VORLIEGENDER TEXT:

········

Dass angehende Bäuerinnen und bäuerliche Haushaltleiter sowie angehende Betriebsleiter und Betriebsleiterinnen den Unterricht gemeinsam besuchen, gibt es normalerweise nicht. Bis jetzt. Seit Anfang September läuft am Inforama ein Pilotprojekt, welches das Modul «Persönliche und methodische Kompetenzen (B01)» der Betriebsleiterschule (BLS) mit dem Modul «Familie und Gesellschaft (BP 03)» der Bäuerinnenausbildung teilweise verbindet. Konkret wurden eine BLS-Klasse sowie eine Klasse des hauswirtschaftlichen offenen Kurses (OK) 23–25 zusammengeführt. Sie werden in zwei gemischten Klassen unterrichtet.

Diese Themen wurden zusammengelegt

Kommunikationswege: Unterschiede der Männer- und Frauensprache, verbal und nonverbal kommunizieren, konstruktives Feedback.

Konfliktmanagement: Gefahr und Chancen von Krisen/Konflikten, Wahrnehmung, Eskalationsstufen, Lösungen, faire Streitkultur, kulturelle Aspekte.

········

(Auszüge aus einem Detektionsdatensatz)
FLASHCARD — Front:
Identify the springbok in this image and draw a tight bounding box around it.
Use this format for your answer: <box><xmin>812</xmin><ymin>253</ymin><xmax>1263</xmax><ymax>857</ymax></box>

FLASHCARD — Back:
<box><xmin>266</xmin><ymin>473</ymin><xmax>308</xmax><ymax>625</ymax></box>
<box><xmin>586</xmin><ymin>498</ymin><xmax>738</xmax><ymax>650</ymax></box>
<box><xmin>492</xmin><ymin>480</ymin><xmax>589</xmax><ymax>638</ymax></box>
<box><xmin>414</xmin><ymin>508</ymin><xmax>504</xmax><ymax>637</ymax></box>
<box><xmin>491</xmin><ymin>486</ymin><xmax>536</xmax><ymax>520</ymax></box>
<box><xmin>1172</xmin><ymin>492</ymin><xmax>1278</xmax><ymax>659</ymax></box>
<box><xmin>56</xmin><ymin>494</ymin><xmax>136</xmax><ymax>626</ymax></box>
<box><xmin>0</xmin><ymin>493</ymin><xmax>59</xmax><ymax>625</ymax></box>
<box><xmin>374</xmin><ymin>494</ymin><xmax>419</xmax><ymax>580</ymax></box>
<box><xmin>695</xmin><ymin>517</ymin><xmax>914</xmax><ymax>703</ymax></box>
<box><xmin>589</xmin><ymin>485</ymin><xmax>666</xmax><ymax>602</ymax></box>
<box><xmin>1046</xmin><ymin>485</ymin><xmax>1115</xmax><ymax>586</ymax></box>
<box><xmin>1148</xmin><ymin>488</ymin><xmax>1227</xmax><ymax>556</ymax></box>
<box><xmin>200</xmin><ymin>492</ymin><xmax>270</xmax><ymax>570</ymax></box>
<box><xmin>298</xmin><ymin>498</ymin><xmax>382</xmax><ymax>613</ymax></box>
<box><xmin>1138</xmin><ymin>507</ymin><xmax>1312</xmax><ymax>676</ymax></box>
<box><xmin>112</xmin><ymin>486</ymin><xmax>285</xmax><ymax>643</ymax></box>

········

AUFGABEN:
a - Übernimm aus dem Text über das Pilotprojekt am Inforama wortgetreu die Stelle, die bei den Worten „Diese Themen wurden“ beginnt und nach den Worten „Streitkultur, kulturelle Aspekte.“ aufhört.
b - Zähle alle Punkte auf, die der Text über das Pilotprojekt am Inforama unter „Konfliktmanagement“ nennt.
c - Setze den Text über das Pilotprojekt am Inforama nach dem Absatz zum Konfliktmanagement fort.

ENDERGEBNISSE:
a -
Diese Themen wurden zusammengelegt

Kommunikationswege: Unterschiede der Männer- und Frauensprache, verbal und nonverbal kommunizieren, konstruktives Feedback.

Konfliktmanagement: Gefahr und Chancen von Krisen/Konflikten, Wahrnehmung, Eskalationsstufen, Lösungen, faire Streitkultur, kulturelle Aspekte.

b -
- Gefahr und Chancen von Krisen/Konflikten
- Wahrnehmung
- Eskalationsstufen
- Lösungen
- faire Streitkultur
- kulturelle Aspekte

c -
Familienunternehmen: Besonderheiten, Rollen und Werte verschiedener Lebensphasen, Wertschätzung und Anerkennung, Beziehungen und Rollen im Familienunternehmen und beim Generationenwechsel, Familiengespräche und Verhandlungen gezielt führen.

Balance im Alltag: Umgang mit eigenen Anforderungen, Erschöpfung und Prävention, Selbstmanagement.

Auftritt in der Öffentlichkeit: Sprache und Gestik, Aufbau einer Rede, Strategien bei Redeangst.

Die Stundenplanung gestaltete sich schwierig

Die Herausforderung sei gewesen, die gemeinsame Unterrichtszeit im Stundenplan zu integrieren, meint Sabine Vogt, Ressortleiterin Höhere Berufsbildung Hauswirtschaft. «Aufgrund diverser Voraussetzungen findet der Unterricht am Inforama Waldhof statt», erklärt Brigitte Reinmann, Lehrerin Höhere Berufsbildung Hauswirtschaft. Sie bestreitet den Unterricht gemeinsam mit Renata Bürki, Lehrerin Höhere Berufsbildung Landwirtschaft.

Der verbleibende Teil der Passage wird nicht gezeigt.